**GIVEN TEXT:**
* * *

Sarah Zeh and Mary-Catherine Crutchfield
There are numerous misconceptions about the Ebola virus that cause people anxiety. It is important to realize that these are simply myths or rumors about the virus and have very little (if any) truth to them.
- Misconception: Ebola is transported through the air or through tap water.
- Truth: We shouldn’t be as worried about Ebola as we are currently because it can only be spread through bodily fluids, it is not at all an airborne virus.
- Misconception: Ebola can be contracted via casual contact.
- Truth: Recently, the Center for Disease Control has stated that “casual contact” (defined by the CDC as being within approximately 3 feet or within the room or care area for a prolonged period of time while not wearing recommended personal protective equipment [or] having direct brief contact (e.g., shaking hands) with an EVD case while not wearing recommended personal protective equipment) is very low risk exposure.
- Misconception: Symptoms will be noticeable right away.
- Ebola is not contagious until the patient develops a fever. It can take anywhere from 2 to 21 days to develop the symptoms that ebola has to offer. These symptoms include fever, vomiting, diarrhea, rash, internal and external bleeding, oozing gums, bloody stool, and impairment of the kidneys and liver.
- Misconception: A person no longer affected by Ebola can still transmit the disease
- Only a person exhibiting the symptoms of ebola (e.g. severe headache, unexplained hemorrhaging, fever over 101.5, etc.) can transmit the disease. Only when the person is exhibiting the symptoms are they infectious.

* * *

**PROBLEMS TO SOLVE:**
1. Write out, word for word, everything in the Ebola misconceptions text from "- Truth: We" down to "an airborne virus.".
2. How would you extend the text on Ebola misconceptions, picking up after its final sentence?
The records that follow were taken from a different source than the Ebola text.

* * *

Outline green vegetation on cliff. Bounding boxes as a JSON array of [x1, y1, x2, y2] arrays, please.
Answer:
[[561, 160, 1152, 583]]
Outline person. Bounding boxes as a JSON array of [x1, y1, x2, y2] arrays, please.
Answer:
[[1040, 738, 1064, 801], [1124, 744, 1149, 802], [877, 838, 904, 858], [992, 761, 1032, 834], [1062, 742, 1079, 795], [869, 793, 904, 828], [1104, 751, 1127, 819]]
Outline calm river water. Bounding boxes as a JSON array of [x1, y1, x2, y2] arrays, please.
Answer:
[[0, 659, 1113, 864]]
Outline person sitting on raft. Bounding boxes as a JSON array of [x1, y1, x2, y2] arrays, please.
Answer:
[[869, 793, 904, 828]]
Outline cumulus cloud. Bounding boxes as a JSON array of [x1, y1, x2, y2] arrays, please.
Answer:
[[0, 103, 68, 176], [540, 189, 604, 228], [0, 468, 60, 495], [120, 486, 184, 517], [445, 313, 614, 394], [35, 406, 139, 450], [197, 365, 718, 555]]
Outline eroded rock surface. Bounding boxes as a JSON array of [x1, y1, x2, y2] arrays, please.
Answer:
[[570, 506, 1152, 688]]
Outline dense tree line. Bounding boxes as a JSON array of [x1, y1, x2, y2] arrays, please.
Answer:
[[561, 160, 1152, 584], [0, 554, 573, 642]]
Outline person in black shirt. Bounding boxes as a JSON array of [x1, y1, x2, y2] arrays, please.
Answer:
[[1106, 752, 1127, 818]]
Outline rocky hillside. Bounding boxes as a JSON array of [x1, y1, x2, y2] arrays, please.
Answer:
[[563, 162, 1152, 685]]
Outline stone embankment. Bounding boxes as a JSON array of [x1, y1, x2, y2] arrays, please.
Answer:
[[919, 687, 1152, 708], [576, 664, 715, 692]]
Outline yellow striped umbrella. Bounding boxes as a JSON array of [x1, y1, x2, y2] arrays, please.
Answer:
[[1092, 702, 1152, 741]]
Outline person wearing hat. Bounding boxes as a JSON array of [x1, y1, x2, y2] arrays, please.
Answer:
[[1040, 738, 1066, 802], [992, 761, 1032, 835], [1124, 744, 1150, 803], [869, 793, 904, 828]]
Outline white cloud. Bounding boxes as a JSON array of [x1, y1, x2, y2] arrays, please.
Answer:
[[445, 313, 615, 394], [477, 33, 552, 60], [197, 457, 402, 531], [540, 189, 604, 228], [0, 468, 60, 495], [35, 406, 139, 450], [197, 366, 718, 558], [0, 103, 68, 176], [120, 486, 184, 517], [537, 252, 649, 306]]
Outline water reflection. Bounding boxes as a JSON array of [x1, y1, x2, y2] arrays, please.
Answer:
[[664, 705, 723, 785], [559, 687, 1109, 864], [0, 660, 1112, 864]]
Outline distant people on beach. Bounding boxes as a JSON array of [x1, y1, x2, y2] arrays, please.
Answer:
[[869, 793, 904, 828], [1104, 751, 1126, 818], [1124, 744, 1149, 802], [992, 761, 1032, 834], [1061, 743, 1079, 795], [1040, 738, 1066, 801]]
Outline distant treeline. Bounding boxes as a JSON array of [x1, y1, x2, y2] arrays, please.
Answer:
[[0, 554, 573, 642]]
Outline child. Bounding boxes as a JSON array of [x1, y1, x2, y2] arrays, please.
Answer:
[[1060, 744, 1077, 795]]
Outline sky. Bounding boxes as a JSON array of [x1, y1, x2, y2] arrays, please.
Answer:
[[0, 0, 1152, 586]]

* * *

**EXERCISE RESULTS:**
1.
- Truth: We shouldn’t be as worried about Ebola as we are currently because it can only be spread through bodily fluids, it is not at all an airborne virus.

2.
- Misconception: Antibiotics don’t kill the virus so there is no cure.
- It is very true that antibiotics will do nothing in treating the virus. Antibiotics are used when treating bacterial diseases. The clinical reason antibiotics will not work on viruses is because bacterial cells are so different from human cells that the antibiotics will be able to attack the cells without harming any of the human cells. Viruses need a host cell in order to survive, so using antibiotics to attack a virus will ultimately destroy good human cells.
- Now, even though there are no antibiotics to cure the virus, this does not mean that a cure for the virus does not exist.
- Ebola virus disease. (n.d.). Retrieved October 20, 2014.
- Almendrala, A. (2014, August 6). The Most Destructive Myths About Ebola Virus, Debunked. Retrieved October 20, 2014.
- Case Definition for Ebola Virus Disease (EVD). (2014, September 5). Retrieved October 20, 2014.